◆ **SHORT PROBLEM**
Report only how many lines of the material contain the string "windshield", treating uppercase and lowercase letters as different.

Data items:
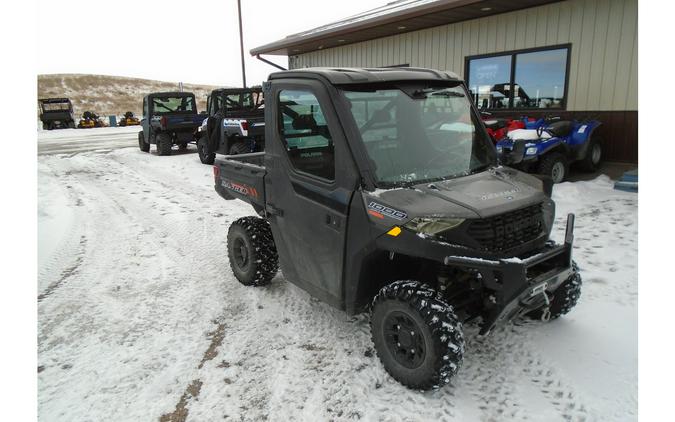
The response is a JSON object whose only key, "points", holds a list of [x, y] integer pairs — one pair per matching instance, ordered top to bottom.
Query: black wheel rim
{"points": [[596, 152], [241, 255], [404, 339]]}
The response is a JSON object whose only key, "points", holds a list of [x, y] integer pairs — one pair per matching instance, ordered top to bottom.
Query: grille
{"points": [[508, 230]]}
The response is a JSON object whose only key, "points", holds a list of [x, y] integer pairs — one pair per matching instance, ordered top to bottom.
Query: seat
{"points": [[495, 124]]}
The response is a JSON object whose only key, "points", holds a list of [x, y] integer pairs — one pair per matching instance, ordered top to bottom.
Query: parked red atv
{"points": [[498, 128]]}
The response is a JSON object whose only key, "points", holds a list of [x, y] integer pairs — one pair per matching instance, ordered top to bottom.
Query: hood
{"points": [[491, 192]]}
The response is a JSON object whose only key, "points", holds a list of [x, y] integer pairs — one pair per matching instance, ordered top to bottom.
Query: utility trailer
{"points": [[56, 113]]}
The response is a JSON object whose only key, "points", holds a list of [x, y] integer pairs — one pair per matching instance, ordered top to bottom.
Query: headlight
{"points": [[432, 225]]}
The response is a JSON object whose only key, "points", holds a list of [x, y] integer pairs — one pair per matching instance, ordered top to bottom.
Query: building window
{"points": [[525, 79], [305, 133]]}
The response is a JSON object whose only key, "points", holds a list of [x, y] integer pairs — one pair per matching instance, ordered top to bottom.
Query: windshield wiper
{"points": [[479, 168]]}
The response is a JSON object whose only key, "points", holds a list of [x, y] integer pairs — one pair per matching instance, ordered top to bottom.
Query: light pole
{"points": [[241, 46]]}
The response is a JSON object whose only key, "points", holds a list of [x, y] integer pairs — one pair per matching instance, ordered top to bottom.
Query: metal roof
{"points": [[393, 18], [345, 76]]}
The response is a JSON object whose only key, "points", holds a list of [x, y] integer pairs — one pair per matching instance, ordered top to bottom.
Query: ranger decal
{"points": [[240, 188], [387, 211]]}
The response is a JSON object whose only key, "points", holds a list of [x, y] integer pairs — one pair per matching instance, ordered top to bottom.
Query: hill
{"points": [[110, 95]]}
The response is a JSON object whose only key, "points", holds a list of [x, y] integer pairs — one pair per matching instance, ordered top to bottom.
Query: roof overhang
{"points": [[392, 19]]}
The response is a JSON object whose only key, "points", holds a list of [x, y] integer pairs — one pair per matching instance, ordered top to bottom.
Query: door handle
{"points": [[272, 210], [332, 222]]}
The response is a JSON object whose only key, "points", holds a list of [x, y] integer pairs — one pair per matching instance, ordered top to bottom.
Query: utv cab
{"points": [[56, 113], [169, 118], [236, 123]]}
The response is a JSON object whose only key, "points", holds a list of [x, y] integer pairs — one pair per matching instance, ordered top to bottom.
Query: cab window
{"points": [[305, 134]]}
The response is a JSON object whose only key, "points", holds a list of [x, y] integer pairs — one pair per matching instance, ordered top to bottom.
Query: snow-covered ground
{"points": [[140, 318]]}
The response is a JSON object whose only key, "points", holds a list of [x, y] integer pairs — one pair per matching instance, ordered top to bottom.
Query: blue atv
{"points": [[549, 146]]}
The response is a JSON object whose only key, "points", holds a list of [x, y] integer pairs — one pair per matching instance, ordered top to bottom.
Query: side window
{"points": [[305, 133]]}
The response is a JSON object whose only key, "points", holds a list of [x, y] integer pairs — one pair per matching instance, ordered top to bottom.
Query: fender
{"points": [[582, 140], [552, 144]]}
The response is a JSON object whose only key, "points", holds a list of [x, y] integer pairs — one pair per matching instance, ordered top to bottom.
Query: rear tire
{"points": [[164, 144], [142, 145], [239, 147], [203, 151], [591, 162], [555, 166], [251, 250], [416, 334]]}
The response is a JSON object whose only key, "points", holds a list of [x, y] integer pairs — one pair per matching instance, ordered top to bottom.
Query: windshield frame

◆ **ANSWER TO THIS TASK**
2